* **WHAT TO DO**:
The data follows this line. Copy verbatim the line with "point: kitchen countertop" and each line after it to the end.

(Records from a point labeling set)
● ● ● ● ●
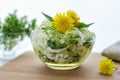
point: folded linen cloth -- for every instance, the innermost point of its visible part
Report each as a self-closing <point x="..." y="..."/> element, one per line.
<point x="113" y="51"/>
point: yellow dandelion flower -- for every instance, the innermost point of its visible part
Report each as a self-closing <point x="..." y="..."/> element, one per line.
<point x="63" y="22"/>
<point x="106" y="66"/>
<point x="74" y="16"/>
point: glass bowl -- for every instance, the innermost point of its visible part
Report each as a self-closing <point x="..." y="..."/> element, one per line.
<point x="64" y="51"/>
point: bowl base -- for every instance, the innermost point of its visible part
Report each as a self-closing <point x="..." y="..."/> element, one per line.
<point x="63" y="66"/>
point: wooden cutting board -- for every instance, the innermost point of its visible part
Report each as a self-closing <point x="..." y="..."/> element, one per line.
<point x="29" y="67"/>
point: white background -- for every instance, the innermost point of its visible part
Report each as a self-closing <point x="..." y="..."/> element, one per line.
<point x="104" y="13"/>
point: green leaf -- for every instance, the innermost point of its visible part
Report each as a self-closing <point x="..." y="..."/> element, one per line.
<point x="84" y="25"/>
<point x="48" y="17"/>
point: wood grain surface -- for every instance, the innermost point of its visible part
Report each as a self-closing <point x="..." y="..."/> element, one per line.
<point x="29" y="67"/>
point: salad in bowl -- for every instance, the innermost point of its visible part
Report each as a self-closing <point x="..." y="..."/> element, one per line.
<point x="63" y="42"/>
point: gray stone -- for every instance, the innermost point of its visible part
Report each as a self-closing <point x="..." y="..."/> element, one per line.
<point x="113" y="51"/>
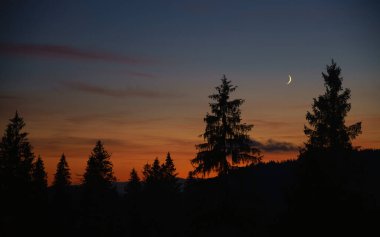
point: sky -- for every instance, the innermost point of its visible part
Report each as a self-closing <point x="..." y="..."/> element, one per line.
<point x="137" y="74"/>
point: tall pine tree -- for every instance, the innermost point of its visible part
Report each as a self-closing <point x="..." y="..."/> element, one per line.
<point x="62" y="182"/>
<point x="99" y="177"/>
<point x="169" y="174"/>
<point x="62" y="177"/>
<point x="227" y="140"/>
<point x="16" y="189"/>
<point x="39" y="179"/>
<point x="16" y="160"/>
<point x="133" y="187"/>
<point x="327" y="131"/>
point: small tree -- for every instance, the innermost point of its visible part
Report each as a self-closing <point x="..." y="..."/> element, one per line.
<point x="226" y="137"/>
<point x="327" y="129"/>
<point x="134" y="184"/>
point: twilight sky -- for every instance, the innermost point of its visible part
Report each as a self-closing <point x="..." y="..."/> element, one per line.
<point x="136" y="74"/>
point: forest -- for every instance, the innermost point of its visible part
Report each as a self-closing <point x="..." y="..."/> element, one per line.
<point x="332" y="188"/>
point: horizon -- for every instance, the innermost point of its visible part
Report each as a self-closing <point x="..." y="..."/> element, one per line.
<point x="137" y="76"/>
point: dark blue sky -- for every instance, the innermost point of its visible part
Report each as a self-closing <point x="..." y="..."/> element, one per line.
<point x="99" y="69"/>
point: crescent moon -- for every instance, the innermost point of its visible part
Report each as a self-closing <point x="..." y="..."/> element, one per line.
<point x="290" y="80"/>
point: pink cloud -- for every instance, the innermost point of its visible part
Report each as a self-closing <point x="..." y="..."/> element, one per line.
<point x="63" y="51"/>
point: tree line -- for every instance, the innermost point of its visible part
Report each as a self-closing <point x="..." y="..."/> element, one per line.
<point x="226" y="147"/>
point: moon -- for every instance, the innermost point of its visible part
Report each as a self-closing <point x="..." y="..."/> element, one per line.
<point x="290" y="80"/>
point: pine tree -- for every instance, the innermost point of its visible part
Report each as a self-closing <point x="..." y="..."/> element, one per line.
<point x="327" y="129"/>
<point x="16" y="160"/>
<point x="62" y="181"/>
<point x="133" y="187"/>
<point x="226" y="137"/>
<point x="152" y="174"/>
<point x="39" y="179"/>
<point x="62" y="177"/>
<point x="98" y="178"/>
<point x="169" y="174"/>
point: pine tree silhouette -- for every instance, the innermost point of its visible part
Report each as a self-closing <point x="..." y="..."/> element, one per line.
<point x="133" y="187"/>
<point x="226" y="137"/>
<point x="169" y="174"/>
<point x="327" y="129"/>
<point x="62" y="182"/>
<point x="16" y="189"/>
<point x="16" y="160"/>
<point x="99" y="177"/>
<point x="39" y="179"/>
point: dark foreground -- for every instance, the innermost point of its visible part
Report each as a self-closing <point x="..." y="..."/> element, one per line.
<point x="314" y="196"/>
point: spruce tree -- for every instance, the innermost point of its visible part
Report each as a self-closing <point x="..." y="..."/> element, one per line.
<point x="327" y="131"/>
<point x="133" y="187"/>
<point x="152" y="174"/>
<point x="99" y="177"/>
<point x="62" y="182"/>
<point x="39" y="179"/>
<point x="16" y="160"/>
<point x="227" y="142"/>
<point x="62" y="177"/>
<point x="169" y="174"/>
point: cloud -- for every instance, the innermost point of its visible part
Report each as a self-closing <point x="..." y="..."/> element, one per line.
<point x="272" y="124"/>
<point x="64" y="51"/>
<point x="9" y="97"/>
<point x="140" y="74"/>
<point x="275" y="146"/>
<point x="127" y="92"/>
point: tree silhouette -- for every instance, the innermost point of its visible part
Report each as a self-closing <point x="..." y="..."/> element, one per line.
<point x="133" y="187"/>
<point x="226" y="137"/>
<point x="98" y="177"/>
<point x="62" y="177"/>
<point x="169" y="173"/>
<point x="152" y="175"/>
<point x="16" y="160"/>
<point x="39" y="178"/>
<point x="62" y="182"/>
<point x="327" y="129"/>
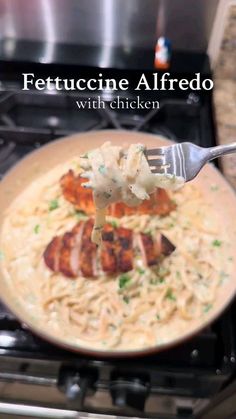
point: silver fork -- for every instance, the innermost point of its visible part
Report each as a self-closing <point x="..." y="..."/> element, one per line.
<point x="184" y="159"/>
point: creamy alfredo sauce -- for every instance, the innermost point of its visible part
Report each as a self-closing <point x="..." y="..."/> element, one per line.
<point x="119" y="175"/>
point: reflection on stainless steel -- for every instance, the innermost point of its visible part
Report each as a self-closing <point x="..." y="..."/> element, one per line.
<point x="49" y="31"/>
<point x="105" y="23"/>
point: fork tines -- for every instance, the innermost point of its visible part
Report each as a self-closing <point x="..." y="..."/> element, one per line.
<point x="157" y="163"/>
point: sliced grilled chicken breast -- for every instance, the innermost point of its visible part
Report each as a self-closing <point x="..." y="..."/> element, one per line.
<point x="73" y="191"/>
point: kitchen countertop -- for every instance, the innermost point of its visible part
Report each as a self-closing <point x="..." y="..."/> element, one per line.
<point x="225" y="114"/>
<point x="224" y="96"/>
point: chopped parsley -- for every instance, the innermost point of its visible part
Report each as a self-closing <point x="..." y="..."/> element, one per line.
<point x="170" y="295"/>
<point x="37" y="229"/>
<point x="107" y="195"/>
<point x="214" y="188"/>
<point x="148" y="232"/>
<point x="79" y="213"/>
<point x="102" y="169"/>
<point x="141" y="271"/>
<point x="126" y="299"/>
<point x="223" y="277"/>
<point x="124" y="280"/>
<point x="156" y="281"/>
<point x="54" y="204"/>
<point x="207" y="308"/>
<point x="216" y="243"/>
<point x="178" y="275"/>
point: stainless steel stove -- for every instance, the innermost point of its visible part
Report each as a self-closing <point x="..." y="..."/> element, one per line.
● ● ● ● ●
* **TASK SOLUTION**:
point: kitchen countertop -- for every instance, the innermost point of its visible part
Report each as a self-closing <point x="..." y="..."/> element, one per line.
<point x="225" y="114"/>
<point x="224" y="96"/>
point: chopped parsley -- for every instance, the innermost point of its visible part
Report each as a self-closing <point x="..." y="..."/> element, one per line.
<point x="170" y="295"/>
<point x="37" y="229"/>
<point x="107" y="195"/>
<point x="214" y="188"/>
<point x="148" y="232"/>
<point x="79" y="213"/>
<point x="102" y="169"/>
<point x="141" y="271"/>
<point x="126" y="299"/>
<point x="223" y="277"/>
<point x="124" y="280"/>
<point x="156" y="281"/>
<point x="54" y="204"/>
<point x="207" y="308"/>
<point x="216" y="243"/>
<point x="178" y="275"/>
point: stainless steel stove -- for every instance, the innermost point of its visible part
Report each as a self-closing <point x="..." y="..."/> element, one per line.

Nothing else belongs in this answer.